Restate the records so that not a single word differs.

Spatial localization data
++++++++++

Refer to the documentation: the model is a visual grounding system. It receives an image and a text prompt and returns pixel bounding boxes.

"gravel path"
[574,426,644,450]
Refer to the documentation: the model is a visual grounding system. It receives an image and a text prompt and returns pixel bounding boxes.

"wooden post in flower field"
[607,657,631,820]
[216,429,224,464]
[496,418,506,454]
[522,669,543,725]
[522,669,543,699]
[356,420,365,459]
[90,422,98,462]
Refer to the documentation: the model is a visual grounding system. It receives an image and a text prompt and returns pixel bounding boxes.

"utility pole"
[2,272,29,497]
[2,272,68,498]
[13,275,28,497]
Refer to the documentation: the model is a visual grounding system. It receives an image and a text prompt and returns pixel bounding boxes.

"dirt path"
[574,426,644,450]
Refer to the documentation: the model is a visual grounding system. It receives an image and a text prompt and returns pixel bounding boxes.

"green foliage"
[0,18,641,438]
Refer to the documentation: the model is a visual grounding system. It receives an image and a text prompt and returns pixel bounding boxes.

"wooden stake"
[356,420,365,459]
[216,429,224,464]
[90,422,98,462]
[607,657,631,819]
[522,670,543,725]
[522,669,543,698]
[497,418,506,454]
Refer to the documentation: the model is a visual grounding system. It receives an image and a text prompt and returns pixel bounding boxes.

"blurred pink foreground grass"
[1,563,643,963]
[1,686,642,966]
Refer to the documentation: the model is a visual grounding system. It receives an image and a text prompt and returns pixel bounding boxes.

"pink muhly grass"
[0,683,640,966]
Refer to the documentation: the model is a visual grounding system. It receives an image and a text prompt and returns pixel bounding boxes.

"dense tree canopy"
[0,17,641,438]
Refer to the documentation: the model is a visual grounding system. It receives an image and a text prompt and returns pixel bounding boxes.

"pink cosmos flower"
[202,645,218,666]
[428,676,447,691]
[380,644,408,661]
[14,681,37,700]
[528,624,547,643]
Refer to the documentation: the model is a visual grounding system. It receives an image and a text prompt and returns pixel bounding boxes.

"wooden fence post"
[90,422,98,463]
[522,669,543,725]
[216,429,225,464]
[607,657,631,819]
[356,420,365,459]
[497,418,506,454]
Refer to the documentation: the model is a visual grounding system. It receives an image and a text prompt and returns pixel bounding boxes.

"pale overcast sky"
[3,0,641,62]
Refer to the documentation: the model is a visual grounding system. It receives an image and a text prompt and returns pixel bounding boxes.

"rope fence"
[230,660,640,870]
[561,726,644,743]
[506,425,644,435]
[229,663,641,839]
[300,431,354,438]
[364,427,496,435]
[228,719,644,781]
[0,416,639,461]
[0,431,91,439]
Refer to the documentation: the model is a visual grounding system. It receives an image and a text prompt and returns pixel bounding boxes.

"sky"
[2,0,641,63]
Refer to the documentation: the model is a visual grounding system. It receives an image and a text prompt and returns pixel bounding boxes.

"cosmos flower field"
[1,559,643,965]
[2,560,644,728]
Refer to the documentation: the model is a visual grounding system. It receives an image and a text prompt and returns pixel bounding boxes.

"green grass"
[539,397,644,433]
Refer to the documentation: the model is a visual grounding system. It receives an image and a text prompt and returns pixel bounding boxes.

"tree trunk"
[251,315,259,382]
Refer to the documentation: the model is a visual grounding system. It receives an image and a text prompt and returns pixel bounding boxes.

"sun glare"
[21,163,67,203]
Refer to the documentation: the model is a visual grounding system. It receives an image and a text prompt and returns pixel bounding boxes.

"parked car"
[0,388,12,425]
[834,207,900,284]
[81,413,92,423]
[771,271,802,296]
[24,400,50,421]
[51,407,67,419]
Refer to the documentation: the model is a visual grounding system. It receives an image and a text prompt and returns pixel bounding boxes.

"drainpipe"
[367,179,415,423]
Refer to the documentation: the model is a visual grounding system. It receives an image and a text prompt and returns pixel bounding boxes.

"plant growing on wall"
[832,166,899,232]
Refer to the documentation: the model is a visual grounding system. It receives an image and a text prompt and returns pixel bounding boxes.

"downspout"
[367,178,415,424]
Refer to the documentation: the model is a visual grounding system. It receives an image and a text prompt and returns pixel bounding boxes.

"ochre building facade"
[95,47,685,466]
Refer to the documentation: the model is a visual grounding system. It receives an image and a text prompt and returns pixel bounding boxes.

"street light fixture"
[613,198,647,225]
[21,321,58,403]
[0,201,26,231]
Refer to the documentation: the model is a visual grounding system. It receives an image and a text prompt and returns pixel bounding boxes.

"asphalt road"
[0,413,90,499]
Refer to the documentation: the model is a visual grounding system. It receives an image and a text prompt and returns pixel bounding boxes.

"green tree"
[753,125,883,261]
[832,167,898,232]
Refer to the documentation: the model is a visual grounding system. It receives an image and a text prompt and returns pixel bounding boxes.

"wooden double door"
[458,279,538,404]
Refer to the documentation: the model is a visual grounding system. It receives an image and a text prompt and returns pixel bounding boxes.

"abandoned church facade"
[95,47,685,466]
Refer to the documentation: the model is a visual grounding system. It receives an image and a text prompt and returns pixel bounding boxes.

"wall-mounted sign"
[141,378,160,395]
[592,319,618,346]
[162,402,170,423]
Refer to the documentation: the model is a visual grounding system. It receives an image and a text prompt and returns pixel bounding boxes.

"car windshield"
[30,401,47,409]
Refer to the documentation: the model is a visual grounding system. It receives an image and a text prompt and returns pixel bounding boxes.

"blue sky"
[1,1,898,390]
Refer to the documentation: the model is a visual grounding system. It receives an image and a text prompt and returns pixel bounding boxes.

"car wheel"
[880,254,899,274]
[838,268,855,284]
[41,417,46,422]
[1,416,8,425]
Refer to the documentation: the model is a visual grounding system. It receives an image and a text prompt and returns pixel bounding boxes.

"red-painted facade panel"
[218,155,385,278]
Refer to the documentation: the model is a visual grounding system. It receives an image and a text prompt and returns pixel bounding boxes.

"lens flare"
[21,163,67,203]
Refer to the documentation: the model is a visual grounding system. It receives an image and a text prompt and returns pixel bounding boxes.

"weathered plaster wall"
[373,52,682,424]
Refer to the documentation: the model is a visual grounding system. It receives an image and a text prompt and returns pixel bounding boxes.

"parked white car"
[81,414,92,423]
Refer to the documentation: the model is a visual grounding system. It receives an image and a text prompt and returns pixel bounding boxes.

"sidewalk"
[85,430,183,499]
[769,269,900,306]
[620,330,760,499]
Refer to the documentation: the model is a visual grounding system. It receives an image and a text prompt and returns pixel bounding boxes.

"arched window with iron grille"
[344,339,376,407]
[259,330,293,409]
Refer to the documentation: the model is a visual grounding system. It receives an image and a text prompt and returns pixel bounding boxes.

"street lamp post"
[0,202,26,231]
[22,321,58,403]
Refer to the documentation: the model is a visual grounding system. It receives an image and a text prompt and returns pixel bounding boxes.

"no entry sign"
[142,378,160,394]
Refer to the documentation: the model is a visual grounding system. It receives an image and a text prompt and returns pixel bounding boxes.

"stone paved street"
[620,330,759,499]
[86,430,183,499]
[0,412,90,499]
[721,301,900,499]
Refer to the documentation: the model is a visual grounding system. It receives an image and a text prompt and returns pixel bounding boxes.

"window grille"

++++++++++

▶ Response to this exercise:
Refer to the documentation: the model is a visual grounding system. It receives an image and a text prompt and returns pixel bounding boxes.

"gravel path"
[574,426,644,450]
Refer to the documentation: the model is a visual grounding system. It receives an image and a text prompt and returns pixel bounding boxes.

"wooden post in flower field"
[607,657,631,820]
[216,429,224,464]
[496,418,506,454]
[522,669,543,725]
[522,669,543,699]
[356,420,365,459]
[90,422,98,462]
Refer to the documentation: the model is a visual grounding system. It receives an image and a text prompt and returns pixel bounding boxes.

"utility pole"
[2,272,29,497]
[2,272,68,498]
[13,275,28,497]
Refer to the documentation: the model is a visual grounding system. It receives an image and a text prompt and returns pixel bounding boxes.

"dirt path"
[574,426,644,450]
Refer to the documentation: the model is a visual grounding system. It receives an image and a text prompt and returns pixel bounding boxes.

"green foliage"
[0,18,641,438]
Refer to the documentation: the model is a visual grounding system. It receives an image and a text prompt and returns pixel bounding boxes.

"wooden stake"
[356,420,365,459]
[216,429,224,464]
[90,422,98,462]
[607,657,631,819]
[522,670,543,725]
[522,669,543,698]
[497,418,506,454]
Refer to the documentation: the model is a visual grounding system. It receives an image and a text prompt and returns pixel bounding boxes.

"blurred pink foreground grass"
[1,563,643,963]
[1,686,642,966]
Refer to the documentation: the model is a visual grounding system. It receives an image and a text prompt and returns pixel bounding boxes.

"pink muhly grass"
[0,683,640,966]
Refer to the documentation: the model is a visual grounding system. It receives an image and a text prompt and returns pixel bounding boxes.

"dense tree canopy"
[0,17,641,438]
Refer to the documentation: the model is a visual grounding system. It receives an image and a text prompt and returns pixel bounding boxes.

"pink cosmos flower"
[202,645,218,666]
[428,676,447,691]
[380,644,408,661]
[14,681,37,700]
[528,624,547,643]
Refer to the documentation: the model is a visual grounding system. It receives an image and a text prompt and returns pixel bounding boxes.

"wooden fence post"
[90,422,98,463]
[522,669,543,725]
[216,429,225,464]
[607,657,631,819]
[356,420,365,459]
[497,418,506,454]
Refer to the documentation: the model is a visual grounding system. It receives an image and a text prompt and returns pixel bounding boxes.

"pale overcast sky"
[3,0,641,62]
Refer to the documentation: the model is a visual grounding system. It receives an image and a text prompt and returns pixel bounding boxes.

"rope fence"
[230,660,640,870]
[561,726,644,743]
[506,425,644,435]
[229,663,641,839]
[300,431,354,438]
[364,427,496,435]
[228,719,644,781]
[0,416,639,461]
[0,431,91,439]
Refer to the documentation: the model is a visual grounding system. It receives an image and a text prompt and returns pixel bounding boxes.

"sky"
[2,0,641,63]
Refer to the documentation: the model is a visual grounding system. It receives an image and a text prompt and returns pixel bounding boxes.

"cosmos flower field"
[1,559,643,965]
[2,560,644,728]
Refer to the documentation: the model is a visual grounding system. It receives an image and a text prompt and returns pixel bounding boxes.

"green grass"
[539,397,644,433]
Refer to the documentation: the model is a visual grounding system. It receives an image and a text prompt and returns pixel bounding boxes.

"tree trunk"
[251,315,259,382]
Refer to the documentation: the model is a visual grounding system. It receives an image and a text prompt and returns pixel bounding boxes.

"sun glare"
[21,163,67,203]
Refer to the documentation: the model is a visual grounding system. It receives an image and a text prompt and returns pixel bounding boxes.

"parked car"
[0,388,12,425]
[834,207,900,284]
[81,413,92,423]
[771,271,802,296]
[24,400,50,421]
[51,407,67,419]
Refer to the documentation: the model is a visual grounding system. It receives an image and a text prompt and returns pixel bounding boxes.

"drainpipe"
[367,179,415,423]
Refer to the documentation: the model is a visual grounding system. It receives an image and a text prompt and returns pixel bounding boxes.

"plant growing on wall"
[832,166,899,232]
Refer to the documentation: the model is a visual grounding system. It receives an image and a text prompt and returns pixel bounding boxes.

"downspout"
[367,178,415,424]
Refer to the documentation: the model is a visual grounding system. It receives an image and a text prompt and returns pixel bounding boxes.

"ochre building facade"
[95,47,685,466]
Refer to the documentation: the model is a visual grounding system. It receives an image and a text prompt and returns pixel bounding boxes.

"street light fixture"
[613,198,647,225]
[21,321,58,403]
[0,201,26,231]
Refer to the documentation: the model is a visual grounding system. It receives an image and a text prompt and returns pixel bounding boxes.

"asphalt road"
[0,413,90,499]
Refer to the documentation: the model is a visual grounding system. It receives an image and a text prompt and returns pixel bounding boxes.

"green tree"
[753,125,883,261]
[832,167,898,232]
Refer to the documentation: the model is a visual grounding system. It receives an image and a text prompt and returns pixel bounding boxes.

"wooden double door"
[458,279,538,404]
Refer to the documentation: the model is a visual grounding system. It receives an image and a text prompt and returns pixel bounding boxes.

"abandoned church facade"
[95,47,685,466]
Refer to the documentation: the model is a visual grounding system. It receives an image and a text prompt and returns pixel bounding boxes.

"wall-mounted sign"
[141,378,160,395]
[592,319,618,346]
[162,402,170,423]
Refer to the documentation: the model is a visual grounding system. It receives an image and a text prompt and returns pixel bounding boxes.

"car windshield"
[30,401,47,409]
Refer to the documentation: the model is a visual grounding system. It receives an image and a text prompt and returns pixel bounding boxes.

"blue sky"
[1,1,898,390]
Refer to the documentation: the model is a visual grounding system. It receives an image and a text prompt and returns pixel bounding boxes.

"car wheel"
[880,254,899,274]
[838,268,855,284]
[41,417,46,422]
[1,416,8,425]
Refer to the documentation: the model is a visual grounding system. It receives an image and a text prompt and returns pixel bounding boxes.

"red-painted facade panel"
[218,155,385,278]
Refer to the documentation: the model is a visual grounding system. It receives an image and a text prompt and returns pixel bounding boxes.

"lens flare"
[21,163,67,203]
Refer to the documentation: the model is a visual grounding system. It receives an image and a text prompt and returns pixel bounding boxes.

"weathered plaster wall"
[373,52,682,424]
Refer to the documentation: the model is a visual grounding system. It receives an image and a text prompt and returns pixel bounding boxes.

"parked white car"
[81,414,92,423]
Refer to the documentation: the model is a visual grounding system. It receives an image and a text prompt and returns pixel bounding boxes.

"sidewalk"
[85,430,183,499]
[769,269,900,306]
[620,330,760,499]
Refer to the documentation: the model is a visual grounding system. It receives an image and a text prompt and returns pixel bounding boxes.

"arched window with iron grille"
[344,339,376,407]
[259,330,293,409]
Refer to the documentation: the model is a visual grounding system. It receives an image and a text prompt and returns pixel bounding boxes.

"street lamp post"
[0,202,26,231]
[22,321,58,403]
Refer to the documentation: the model is a visual grounding system. It receives an image and a text prompt and returns pixel bounding boxes.

"no entry sign"
[142,378,160,394]
Refer to the documentation: the model is a visual grounding system. It receives an image and a text prompt and returns pixel bounding boxes.

"stone paved street"
[620,330,759,499]
[86,430,183,499]
[0,412,90,499]
[721,301,900,499]
Refer to the documentation: the model is a visual grounding system. It receives an image and a text prompt and returns pixel bounding boxes.

"window grille"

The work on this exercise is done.